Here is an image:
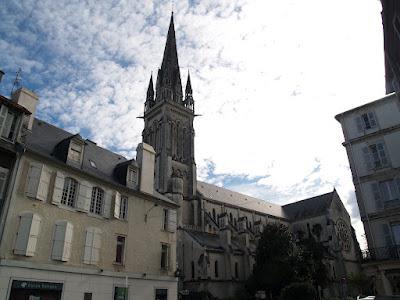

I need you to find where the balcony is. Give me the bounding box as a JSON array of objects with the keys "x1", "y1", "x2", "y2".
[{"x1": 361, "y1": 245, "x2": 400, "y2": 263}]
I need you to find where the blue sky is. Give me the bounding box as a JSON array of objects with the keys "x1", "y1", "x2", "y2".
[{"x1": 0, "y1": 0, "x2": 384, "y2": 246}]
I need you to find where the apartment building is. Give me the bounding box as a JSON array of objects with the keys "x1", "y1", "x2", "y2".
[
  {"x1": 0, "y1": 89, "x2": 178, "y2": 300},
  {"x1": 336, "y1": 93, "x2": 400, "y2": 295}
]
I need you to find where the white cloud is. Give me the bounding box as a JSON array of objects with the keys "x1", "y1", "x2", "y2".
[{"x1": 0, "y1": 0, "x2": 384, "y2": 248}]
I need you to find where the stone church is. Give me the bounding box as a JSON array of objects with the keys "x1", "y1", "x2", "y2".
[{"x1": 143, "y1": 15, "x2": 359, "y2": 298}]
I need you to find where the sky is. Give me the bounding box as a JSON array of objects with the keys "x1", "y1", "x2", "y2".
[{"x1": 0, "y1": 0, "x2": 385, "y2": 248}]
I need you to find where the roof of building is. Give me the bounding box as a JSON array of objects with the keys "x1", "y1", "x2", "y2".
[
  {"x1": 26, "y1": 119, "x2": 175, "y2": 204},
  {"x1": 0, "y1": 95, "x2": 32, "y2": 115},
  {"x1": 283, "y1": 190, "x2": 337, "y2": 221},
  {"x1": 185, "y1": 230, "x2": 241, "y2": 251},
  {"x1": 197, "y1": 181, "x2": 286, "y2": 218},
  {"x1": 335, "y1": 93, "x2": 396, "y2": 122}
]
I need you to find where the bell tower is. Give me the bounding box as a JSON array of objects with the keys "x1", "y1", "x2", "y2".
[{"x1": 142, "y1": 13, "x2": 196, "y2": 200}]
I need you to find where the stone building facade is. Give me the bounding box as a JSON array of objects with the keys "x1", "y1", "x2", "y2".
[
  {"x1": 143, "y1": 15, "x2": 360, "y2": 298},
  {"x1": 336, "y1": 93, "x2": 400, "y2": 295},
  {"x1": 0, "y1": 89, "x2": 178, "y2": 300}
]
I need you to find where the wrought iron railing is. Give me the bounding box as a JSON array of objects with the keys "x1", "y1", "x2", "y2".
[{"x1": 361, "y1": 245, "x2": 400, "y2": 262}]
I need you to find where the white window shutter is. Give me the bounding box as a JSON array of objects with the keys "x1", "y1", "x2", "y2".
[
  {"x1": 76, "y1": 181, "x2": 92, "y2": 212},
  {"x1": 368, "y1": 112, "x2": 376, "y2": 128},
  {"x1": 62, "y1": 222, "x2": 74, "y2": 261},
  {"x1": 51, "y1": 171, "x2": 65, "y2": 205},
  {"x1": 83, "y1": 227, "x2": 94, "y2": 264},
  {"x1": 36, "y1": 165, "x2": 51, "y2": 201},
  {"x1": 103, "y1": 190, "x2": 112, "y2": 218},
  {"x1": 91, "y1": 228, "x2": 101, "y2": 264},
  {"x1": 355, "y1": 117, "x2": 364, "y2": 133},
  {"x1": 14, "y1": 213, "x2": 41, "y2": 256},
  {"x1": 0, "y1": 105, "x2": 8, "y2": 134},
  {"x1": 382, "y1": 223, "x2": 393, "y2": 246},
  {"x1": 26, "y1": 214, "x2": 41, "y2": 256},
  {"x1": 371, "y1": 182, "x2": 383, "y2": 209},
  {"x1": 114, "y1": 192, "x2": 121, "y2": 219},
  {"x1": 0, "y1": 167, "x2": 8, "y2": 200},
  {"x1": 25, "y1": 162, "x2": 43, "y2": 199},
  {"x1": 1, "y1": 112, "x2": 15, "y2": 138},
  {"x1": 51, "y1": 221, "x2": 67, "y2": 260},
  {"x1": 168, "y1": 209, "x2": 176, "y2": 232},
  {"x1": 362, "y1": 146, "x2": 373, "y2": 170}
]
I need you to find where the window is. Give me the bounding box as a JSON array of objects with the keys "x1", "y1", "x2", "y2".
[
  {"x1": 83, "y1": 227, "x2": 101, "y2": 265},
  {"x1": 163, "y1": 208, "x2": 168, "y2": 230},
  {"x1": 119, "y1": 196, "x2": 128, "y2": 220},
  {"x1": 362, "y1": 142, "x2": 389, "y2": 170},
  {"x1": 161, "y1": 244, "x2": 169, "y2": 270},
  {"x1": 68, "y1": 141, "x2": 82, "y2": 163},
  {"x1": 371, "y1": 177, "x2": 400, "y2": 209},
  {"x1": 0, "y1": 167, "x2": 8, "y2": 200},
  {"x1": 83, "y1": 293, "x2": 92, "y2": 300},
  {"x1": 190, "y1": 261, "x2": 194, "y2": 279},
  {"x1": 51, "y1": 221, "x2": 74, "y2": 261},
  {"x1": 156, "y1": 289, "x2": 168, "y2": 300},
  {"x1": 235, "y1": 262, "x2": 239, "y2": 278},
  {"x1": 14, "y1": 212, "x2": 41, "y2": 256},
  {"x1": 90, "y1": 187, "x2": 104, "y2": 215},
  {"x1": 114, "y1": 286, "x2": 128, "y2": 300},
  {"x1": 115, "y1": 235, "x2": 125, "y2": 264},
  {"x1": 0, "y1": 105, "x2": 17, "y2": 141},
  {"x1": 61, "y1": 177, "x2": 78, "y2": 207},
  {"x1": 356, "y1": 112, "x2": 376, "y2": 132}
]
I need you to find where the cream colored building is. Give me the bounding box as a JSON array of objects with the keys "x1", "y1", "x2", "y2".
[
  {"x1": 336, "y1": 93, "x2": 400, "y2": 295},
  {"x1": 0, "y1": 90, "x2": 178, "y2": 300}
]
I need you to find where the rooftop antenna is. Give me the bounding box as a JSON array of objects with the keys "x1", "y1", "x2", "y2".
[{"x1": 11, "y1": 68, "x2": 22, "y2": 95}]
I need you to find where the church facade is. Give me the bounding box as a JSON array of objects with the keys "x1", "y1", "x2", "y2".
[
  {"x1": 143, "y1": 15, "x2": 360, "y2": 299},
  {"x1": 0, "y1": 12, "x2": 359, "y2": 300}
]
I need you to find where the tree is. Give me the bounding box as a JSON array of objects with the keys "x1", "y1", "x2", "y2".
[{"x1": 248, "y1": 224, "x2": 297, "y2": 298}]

**What to produce:**
Output every line of the material above as a Markdown table with the columns "Row" and "Line", numbering each row and skipping blank lines. Leave the pictures out.

**Exercise answer:**
| Row | Line |
|---|---|
| 1 | Here is an image: |
| 2 | I need you to find where the balcony is. Give me the bounding box as a JSON array of objects with the keys "x1", "y1", "x2", "y2". |
| 3 | [{"x1": 361, "y1": 245, "x2": 400, "y2": 263}] |
| 4 | I need you to find where the blue sky is. Give me the bounding box as a JSON array of objects with the keys "x1", "y1", "x2", "y2". |
| 5 | [{"x1": 0, "y1": 0, "x2": 384, "y2": 246}] |
| 6 | I need you to find where the apartment building is. Give me the bounding box as a JSON array of objects with the keys "x1", "y1", "x2", "y2". |
| 7 | [ |
| 8 |   {"x1": 0, "y1": 89, "x2": 178, "y2": 300}, |
| 9 |   {"x1": 336, "y1": 93, "x2": 400, "y2": 295} |
| 10 | ] |
| 11 | I need you to find where the white cloud is. Give me the bounding box as a JSON array of objects with the keys "x1", "y1", "x2", "y2". |
| 12 | [{"x1": 0, "y1": 0, "x2": 384, "y2": 248}] |
| 13 | I need you to find where the stone church is. Give me the bounding box as a JSON array of objects with the keys "x1", "y1", "x2", "y2". |
| 14 | [{"x1": 143, "y1": 15, "x2": 359, "y2": 298}] |
| 15 | I need you to find where the sky is. Give me the bounding box as a JSON array of objects with the keys "x1", "y1", "x2", "y2". |
| 16 | [{"x1": 0, "y1": 0, "x2": 385, "y2": 248}] |
| 17 | I need you to find where the roof of building is. Give me the bounding box as a JSON array of objects with the keys "x1", "y1", "x2", "y2". |
| 18 | [ |
| 19 |   {"x1": 26, "y1": 119, "x2": 175, "y2": 204}, |
| 20 |   {"x1": 0, "y1": 95, "x2": 32, "y2": 115}, |
| 21 |   {"x1": 283, "y1": 190, "x2": 337, "y2": 221}, |
| 22 |   {"x1": 185, "y1": 230, "x2": 241, "y2": 251}, |
| 23 |   {"x1": 197, "y1": 181, "x2": 286, "y2": 218}, |
| 24 |   {"x1": 335, "y1": 93, "x2": 396, "y2": 122} |
| 25 | ] |
| 26 | I need you to find where the bell tower is. Give me the bounding box as a JSON array of objects with the keys "x1", "y1", "x2", "y2". |
| 27 | [{"x1": 142, "y1": 13, "x2": 196, "y2": 200}] |
| 28 | I need you to find where the stone building facade is. Give me the bounding box as a JSON array of objects with the keys "x1", "y1", "x2", "y2". |
| 29 | [ |
| 30 |   {"x1": 143, "y1": 15, "x2": 360, "y2": 298}, |
| 31 |   {"x1": 336, "y1": 93, "x2": 400, "y2": 295}, |
| 32 |   {"x1": 0, "y1": 89, "x2": 178, "y2": 300} |
| 33 | ] |
| 34 | I need you to find where the wrought iron railing is. Give me the bounding box as a JSON array of objects with the keys "x1", "y1", "x2", "y2". |
| 35 | [{"x1": 361, "y1": 245, "x2": 400, "y2": 262}] |
| 36 | I need you to find where the white window shutter is. Give me the bounding box as a JSON array of objects with the keys "x1", "y1", "x2", "y2". |
| 37 | [ |
| 38 |   {"x1": 76, "y1": 181, "x2": 92, "y2": 212}, |
| 39 |   {"x1": 368, "y1": 112, "x2": 376, "y2": 128}, |
| 40 |   {"x1": 62, "y1": 222, "x2": 74, "y2": 261}, |
| 41 |   {"x1": 51, "y1": 171, "x2": 65, "y2": 205}, |
| 42 |   {"x1": 83, "y1": 227, "x2": 94, "y2": 264}, |
| 43 |   {"x1": 36, "y1": 165, "x2": 51, "y2": 201}, |
| 44 |   {"x1": 103, "y1": 190, "x2": 112, "y2": 218}, |
| 45 |   {"x1": 91, "y1": 228, "x2": 101, "y2": 264}, |
| 46 |   {"x1": 355, "y1": 117, "x2": 364, "y2": 133}, |
| 47 |   {"x1": 14, "y1": 213, "x2": 41, "y2": 256}, |
| 48 |   {"x1": 0, "y1": 105, "x2": 8, "y2": 134}, |
| 49 |   {"x1": 382, "y1": 223, "x2": 393, "y2": 246}, |
| 50 |   {"x1": 26, "y1": 214, "x2": 41, "y2": 256}, |
| 51 |   {"x1": 371, "y1": 182, "x2": 383, "y2": 209}, |
| 52 |   {"x1": 114, "y1": 192, "x2": 121, "y2": 219}, |
| 53 |   {"x1": 0, "y1": 167, "x2": 8, "y2": 200}, |
| 54 |   {"x1": 25, "y1": 162, "x2": 43, "y2": 199}, |
| 55 |   {"x1": 1, "y1": 112, "x2": 15, "y2": 138}, |
| 56 |   {"x1": 51, "y1": 221, "x2": 67, "y2": 260}, |
| 57 |   {"x1": 168, "y1": 209, "x2": 176, "y2": 232}, |
| 58 |   {"x1": 362, "y1": 146, "x2": 373, "y2": 170} |
| 59 | ] |
| 60 | I need you to find where the window is. Give me the bounding box as a JSON array of objects with the keys "x1", "y1", "x2", "y2". |
| 61 | [ |
| 62 |   {"x1": 83, "y1": 227, "x2": 101, "y2": 265}, |
| 63 |   {"x1": 163, "y1": 208, "x2": 168, "y2": 230}, |
| 64 |   {"x1": 119, "y1": 196, "x2": 128, "y2": 220}, |
| 65 |   {"x1": 362, "y1": 142, "x2": 389, "y2": 170}, |
| 66 |   {"x1": 161, "y1": 244, "x2": 169, "y2": 270}, |
| 67 |   {"x1": 68, "y1": 141, "x2": 82, "y2": 163}, |
| 68 |   {"x1": 371, "y1": 177, "x2": 400, "y2": 209}, |
| 69 |   {"x1": 0, "y1": 167, "x2": 8, "y2": 200}, |
| 70 |   {"x1": 83, "y1": 293, "x2": 92, "y2": 300}, |
| 71 |   {"x1": 190, "y1": 261, "x2": 194, "y2": 279}, |
| 72 |   {"x1": 51, "y1": 221, "x2": 74, "y2": 261}, |
| 73 |   {"x1": 156, "y1": 289, "x2": 168, "y2": 300}, |
| 74 |   {"x1": 235, "y1": 262, "x2": 239, "y2": 278}, |
| 75 |   {"x1": 14, "y1": 212, "x2": 41, "y2": 256}, |
| 76 |   {"x1": 90, "y1": 187, "x2": 104, "y2": 215}, |
| 77 |   {"x1": 114, "y1": 286, "x2": 128, "y2": 300}, |
| 78 |   {"x1": 115, "y1": 235, "x2": 125, "y2": 264}, |
| 79 |   {"x1": 0, "y1": 105, "x2": 17, "y2": 141}, |
| 80 |   {"x1": 61, "y1": 177, "x2": 78, "y2": 207}, |
| 81 |   {"x1": 356, "y1": 112, "x2": 376, "y2": 132} |
| 82 | ] |
| 83 | I need you to find where the cream colored building is. Give me the bounding box as a JSON array of objects with the keys "x1", "y1", "x2", "y2". |
| 84 | [ |
| 85 |   {"x1": 336, "y1": 93, "x2": 400, "y2": 295}, |
| 86 |   {"x1": 0, "y1": 90, "x2": 178, "y2": 300} |
| 87 | ] |
| 88 | I need you to find where the rooftop antenna is. Give me the bounding box as a JSON array of objects with the keys "x1", "y1", "x2", "y2". |
| 89 | [{"x1": 11, "y1": 68, "x2": 22, "y2": 95}] |
| 90 | I need you to find where the church facade is. Give me the bounding box as a JSON array of objects with the keys "x1", "y1", "x2", "y2". |
| 91 | [ |
| 92 |   {"x1": 143, "y1": 15, "x2": 360, "y2": 299}, |
| 93 |   {"x1": 0, "y1": 12, "x2": 359, "y2": 300} |
| 94 | ] |
| 95 | I need you to find where the tree is. Give me the bounding box as a JSON array of objects with the keys "x1", "y1", "x2", "y2". |
| 96 | [{"x1": 248, "y1": 224, "x2": 297, "y2": 298}] |